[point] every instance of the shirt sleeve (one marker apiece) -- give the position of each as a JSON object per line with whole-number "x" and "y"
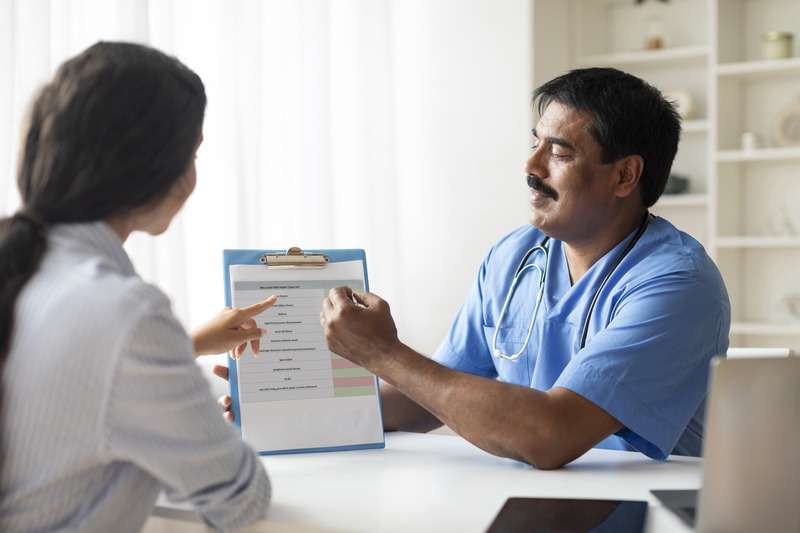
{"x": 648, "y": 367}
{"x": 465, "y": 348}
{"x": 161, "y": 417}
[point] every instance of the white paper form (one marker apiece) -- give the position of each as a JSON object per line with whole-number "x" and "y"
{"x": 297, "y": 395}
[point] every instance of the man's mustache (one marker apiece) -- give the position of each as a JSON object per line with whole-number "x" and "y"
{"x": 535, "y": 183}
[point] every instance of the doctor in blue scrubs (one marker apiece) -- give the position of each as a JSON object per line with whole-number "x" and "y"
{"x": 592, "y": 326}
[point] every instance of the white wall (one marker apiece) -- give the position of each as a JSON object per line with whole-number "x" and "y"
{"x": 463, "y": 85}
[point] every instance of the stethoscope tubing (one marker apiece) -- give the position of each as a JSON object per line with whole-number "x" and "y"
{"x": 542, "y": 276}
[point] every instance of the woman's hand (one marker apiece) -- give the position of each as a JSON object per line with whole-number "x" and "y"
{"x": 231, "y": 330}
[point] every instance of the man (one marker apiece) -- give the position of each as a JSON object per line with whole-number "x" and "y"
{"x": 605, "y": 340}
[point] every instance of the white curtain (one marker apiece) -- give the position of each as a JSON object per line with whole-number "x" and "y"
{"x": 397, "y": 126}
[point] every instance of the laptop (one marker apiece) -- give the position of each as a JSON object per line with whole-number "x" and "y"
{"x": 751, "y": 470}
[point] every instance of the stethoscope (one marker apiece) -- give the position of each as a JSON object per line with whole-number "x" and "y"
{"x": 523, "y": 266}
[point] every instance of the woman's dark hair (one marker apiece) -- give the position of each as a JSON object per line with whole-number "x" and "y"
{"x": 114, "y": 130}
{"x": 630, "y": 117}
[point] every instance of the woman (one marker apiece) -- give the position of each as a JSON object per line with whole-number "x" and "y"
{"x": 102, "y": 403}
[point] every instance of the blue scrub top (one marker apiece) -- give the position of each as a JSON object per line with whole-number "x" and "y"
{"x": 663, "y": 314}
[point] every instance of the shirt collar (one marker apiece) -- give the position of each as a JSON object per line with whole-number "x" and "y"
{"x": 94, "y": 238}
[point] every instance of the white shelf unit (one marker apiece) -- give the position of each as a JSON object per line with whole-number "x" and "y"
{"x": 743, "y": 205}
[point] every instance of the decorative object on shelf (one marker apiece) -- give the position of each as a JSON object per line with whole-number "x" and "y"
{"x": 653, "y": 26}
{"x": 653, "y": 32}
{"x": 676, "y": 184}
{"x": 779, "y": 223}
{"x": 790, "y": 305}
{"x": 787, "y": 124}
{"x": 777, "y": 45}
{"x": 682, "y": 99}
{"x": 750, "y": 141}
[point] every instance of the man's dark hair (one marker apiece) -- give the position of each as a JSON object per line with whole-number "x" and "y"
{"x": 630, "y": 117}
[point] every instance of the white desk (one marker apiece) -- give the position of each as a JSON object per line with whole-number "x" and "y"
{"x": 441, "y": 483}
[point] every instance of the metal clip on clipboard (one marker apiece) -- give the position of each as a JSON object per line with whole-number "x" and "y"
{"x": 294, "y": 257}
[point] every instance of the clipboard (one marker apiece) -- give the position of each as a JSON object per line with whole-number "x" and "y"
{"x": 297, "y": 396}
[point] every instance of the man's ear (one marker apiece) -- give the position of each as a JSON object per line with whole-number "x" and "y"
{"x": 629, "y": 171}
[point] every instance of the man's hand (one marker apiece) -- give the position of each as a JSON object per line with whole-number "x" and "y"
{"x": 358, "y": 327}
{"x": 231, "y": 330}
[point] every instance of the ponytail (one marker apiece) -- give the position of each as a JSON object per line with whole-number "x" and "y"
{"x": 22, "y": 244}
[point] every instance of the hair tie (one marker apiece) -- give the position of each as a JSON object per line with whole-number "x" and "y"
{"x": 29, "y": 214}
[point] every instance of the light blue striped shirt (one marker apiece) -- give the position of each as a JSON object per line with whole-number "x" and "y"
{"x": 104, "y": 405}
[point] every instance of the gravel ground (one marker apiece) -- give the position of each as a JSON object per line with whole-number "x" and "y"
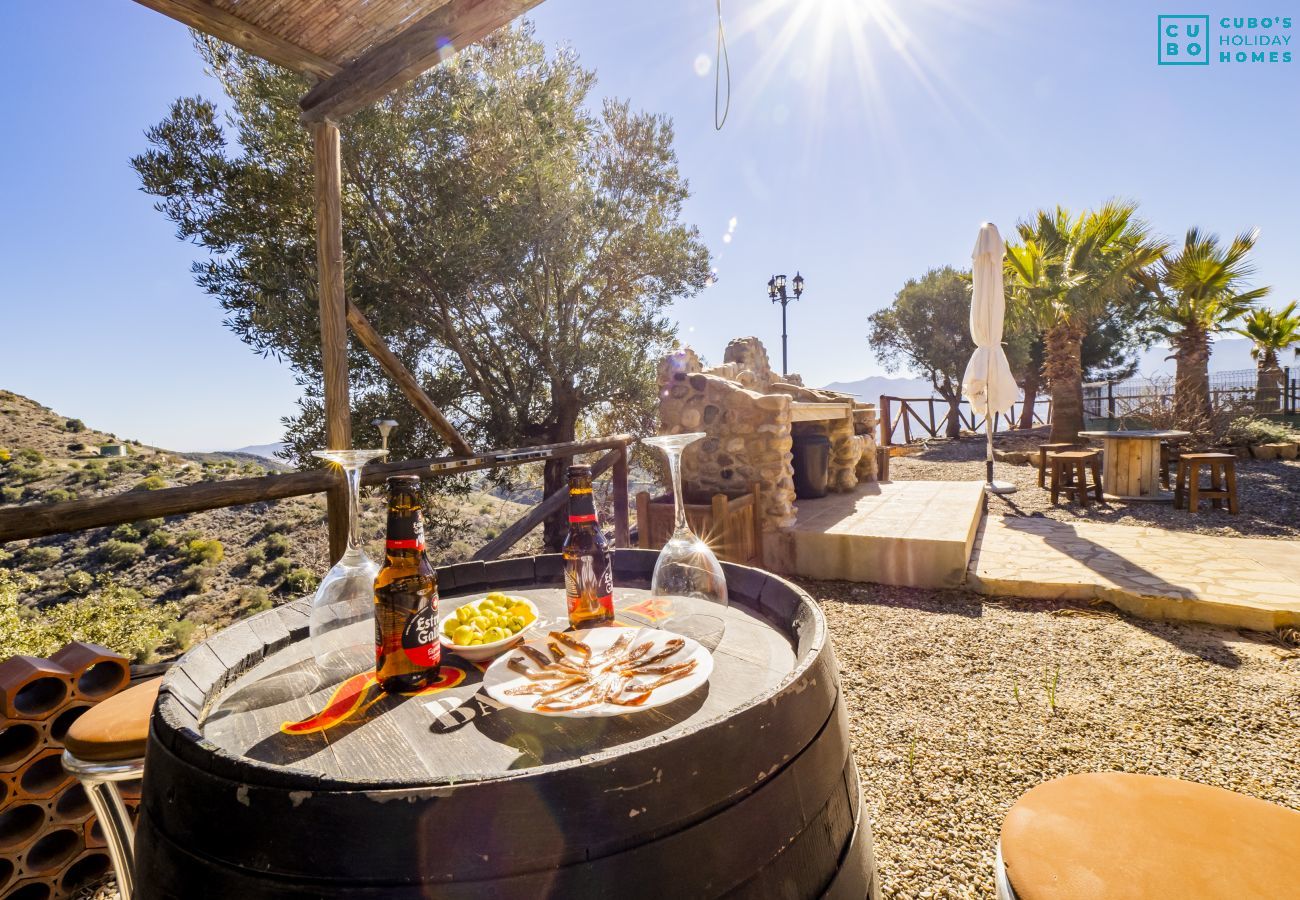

=======

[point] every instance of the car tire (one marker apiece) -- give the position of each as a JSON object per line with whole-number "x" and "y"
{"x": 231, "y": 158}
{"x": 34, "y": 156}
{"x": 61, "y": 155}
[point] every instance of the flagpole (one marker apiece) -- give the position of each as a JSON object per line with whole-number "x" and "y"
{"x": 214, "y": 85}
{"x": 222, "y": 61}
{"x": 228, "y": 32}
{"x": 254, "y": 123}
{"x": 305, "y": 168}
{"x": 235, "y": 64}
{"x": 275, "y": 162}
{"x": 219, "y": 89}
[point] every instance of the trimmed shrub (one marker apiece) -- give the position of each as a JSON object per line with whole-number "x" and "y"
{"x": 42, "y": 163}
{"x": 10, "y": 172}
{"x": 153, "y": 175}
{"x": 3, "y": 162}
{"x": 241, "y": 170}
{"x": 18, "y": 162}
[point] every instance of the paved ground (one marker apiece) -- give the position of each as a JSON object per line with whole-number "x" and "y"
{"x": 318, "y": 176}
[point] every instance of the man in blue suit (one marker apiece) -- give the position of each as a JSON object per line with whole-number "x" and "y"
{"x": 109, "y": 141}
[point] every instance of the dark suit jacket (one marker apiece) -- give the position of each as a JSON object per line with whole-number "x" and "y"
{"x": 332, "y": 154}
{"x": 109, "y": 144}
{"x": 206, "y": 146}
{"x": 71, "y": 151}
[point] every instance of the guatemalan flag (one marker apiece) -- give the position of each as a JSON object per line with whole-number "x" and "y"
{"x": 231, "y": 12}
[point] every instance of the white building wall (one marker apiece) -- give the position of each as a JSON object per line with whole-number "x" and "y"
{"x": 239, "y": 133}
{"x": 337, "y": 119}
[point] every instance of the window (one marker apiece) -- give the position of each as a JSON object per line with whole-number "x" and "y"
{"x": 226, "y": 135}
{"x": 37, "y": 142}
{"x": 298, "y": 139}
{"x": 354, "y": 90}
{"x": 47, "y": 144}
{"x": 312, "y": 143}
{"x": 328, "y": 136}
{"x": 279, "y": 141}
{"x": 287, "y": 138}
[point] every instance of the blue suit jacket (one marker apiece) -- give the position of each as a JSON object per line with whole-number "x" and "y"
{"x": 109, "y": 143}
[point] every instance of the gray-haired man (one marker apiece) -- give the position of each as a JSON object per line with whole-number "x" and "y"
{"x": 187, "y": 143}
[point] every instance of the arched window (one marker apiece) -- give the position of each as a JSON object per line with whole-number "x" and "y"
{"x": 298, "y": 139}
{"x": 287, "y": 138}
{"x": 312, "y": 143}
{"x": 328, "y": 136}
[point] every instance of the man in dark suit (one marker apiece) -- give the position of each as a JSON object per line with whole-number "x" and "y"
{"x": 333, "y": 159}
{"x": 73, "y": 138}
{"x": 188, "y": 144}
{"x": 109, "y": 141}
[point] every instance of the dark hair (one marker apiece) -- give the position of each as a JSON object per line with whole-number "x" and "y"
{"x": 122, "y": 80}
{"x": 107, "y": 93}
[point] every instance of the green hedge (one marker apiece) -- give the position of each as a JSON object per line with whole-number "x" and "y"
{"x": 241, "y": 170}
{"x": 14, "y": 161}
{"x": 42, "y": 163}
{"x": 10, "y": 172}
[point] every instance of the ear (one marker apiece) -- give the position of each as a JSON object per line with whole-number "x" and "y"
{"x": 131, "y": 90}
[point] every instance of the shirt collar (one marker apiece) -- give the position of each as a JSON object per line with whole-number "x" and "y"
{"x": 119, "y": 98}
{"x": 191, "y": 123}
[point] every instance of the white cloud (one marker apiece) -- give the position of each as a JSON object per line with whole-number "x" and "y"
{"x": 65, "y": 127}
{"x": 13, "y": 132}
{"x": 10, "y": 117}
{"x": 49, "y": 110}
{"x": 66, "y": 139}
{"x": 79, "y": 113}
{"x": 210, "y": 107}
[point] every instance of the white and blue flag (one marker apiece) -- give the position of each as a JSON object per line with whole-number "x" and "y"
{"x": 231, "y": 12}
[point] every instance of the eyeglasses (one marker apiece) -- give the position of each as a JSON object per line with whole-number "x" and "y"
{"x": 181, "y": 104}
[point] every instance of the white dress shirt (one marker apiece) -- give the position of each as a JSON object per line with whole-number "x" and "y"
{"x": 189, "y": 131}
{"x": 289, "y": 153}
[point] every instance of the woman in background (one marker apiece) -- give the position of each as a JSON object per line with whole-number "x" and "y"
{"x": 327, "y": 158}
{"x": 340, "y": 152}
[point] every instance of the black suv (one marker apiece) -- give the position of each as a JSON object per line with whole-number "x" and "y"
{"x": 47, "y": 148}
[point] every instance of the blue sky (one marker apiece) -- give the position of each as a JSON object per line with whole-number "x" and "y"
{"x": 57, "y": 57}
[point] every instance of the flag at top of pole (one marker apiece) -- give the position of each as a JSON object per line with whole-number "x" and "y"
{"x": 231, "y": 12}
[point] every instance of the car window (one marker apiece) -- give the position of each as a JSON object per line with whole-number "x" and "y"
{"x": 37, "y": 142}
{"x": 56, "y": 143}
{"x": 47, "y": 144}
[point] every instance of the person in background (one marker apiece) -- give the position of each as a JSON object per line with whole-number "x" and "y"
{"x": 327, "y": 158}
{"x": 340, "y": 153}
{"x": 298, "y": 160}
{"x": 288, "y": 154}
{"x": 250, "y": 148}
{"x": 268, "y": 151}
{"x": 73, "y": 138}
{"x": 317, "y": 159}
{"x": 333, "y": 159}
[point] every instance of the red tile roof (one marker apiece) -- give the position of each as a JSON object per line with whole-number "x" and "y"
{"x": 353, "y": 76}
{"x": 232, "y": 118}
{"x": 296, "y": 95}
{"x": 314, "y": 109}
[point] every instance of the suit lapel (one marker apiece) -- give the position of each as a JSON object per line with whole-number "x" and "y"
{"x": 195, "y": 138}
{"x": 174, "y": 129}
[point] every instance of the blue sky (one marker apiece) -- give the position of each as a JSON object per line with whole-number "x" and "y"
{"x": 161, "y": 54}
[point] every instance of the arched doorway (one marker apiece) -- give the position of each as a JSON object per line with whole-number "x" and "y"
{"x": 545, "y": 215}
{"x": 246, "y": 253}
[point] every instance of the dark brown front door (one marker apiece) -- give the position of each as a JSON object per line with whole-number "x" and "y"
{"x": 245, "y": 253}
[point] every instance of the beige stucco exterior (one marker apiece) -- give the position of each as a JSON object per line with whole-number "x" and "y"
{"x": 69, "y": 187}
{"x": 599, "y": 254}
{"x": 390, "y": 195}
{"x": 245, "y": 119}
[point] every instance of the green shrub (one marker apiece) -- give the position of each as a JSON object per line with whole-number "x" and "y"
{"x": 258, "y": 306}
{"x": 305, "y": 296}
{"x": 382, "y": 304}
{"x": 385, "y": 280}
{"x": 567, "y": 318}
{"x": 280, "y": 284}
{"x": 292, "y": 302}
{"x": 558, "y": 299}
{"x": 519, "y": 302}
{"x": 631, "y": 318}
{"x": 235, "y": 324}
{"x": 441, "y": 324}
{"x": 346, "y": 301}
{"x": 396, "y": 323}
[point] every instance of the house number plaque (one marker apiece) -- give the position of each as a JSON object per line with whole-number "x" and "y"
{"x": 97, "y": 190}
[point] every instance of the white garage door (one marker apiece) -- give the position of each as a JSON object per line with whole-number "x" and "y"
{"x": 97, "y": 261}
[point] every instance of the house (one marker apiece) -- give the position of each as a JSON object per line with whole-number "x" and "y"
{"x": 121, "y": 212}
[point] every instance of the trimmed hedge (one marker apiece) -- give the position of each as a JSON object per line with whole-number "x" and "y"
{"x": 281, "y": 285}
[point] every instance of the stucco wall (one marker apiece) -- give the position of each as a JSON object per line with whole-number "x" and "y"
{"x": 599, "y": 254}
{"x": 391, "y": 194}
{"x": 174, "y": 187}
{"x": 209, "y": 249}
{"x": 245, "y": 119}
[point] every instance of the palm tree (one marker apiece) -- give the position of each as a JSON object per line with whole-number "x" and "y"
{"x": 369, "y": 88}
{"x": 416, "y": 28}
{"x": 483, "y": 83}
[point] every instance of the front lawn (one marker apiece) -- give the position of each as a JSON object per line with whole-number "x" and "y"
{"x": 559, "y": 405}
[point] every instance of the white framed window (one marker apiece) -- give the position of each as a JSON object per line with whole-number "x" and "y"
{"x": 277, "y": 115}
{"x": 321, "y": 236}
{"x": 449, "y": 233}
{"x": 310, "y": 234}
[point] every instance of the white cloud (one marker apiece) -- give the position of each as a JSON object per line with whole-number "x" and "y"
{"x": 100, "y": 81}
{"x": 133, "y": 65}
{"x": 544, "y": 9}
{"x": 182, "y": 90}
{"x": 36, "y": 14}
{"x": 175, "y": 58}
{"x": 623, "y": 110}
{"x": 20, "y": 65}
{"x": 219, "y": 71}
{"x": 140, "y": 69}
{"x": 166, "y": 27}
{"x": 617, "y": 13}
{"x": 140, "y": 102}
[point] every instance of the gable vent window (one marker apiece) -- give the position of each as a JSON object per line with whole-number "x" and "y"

=======

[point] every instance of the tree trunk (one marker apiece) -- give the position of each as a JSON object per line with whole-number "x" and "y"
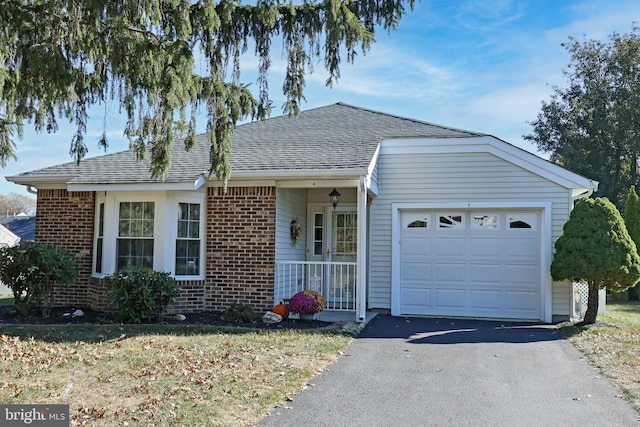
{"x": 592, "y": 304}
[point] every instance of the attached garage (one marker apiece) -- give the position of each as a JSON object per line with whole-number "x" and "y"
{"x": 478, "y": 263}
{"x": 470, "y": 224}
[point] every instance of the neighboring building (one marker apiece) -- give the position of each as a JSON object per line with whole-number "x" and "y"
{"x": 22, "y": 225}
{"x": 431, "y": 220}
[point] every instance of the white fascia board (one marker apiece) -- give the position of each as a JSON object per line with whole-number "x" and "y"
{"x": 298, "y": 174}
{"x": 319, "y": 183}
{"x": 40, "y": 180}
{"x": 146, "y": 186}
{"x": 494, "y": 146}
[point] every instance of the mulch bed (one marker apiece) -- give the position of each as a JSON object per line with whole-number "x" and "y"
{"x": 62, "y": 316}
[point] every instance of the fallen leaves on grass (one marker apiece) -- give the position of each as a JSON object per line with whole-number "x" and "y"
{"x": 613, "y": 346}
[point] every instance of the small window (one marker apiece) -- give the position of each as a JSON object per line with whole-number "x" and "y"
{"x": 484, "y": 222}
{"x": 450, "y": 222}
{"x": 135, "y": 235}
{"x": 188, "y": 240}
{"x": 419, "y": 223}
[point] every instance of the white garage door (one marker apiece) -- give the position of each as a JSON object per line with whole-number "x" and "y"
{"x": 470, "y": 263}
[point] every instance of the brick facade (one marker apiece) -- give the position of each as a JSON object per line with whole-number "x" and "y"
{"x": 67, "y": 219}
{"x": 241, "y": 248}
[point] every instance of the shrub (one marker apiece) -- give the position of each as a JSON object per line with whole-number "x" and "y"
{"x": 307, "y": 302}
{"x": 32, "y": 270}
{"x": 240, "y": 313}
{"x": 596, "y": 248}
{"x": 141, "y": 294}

=======

_What the task asks:_ Identify every line in the items above that contains the string "trimmed", and copy each such line. Treat uppercase and lowercase letters as different.

_Solution:_
[point] every instance of the trimmed shrub (one marker apiece) -- give the position of each as a JSON object per line with whole-number "x" and "y"
[point] every instance of the trimmed hedge (one marker apiece) -- give the position of each as a JSON object per line with whole-number "x" and "y"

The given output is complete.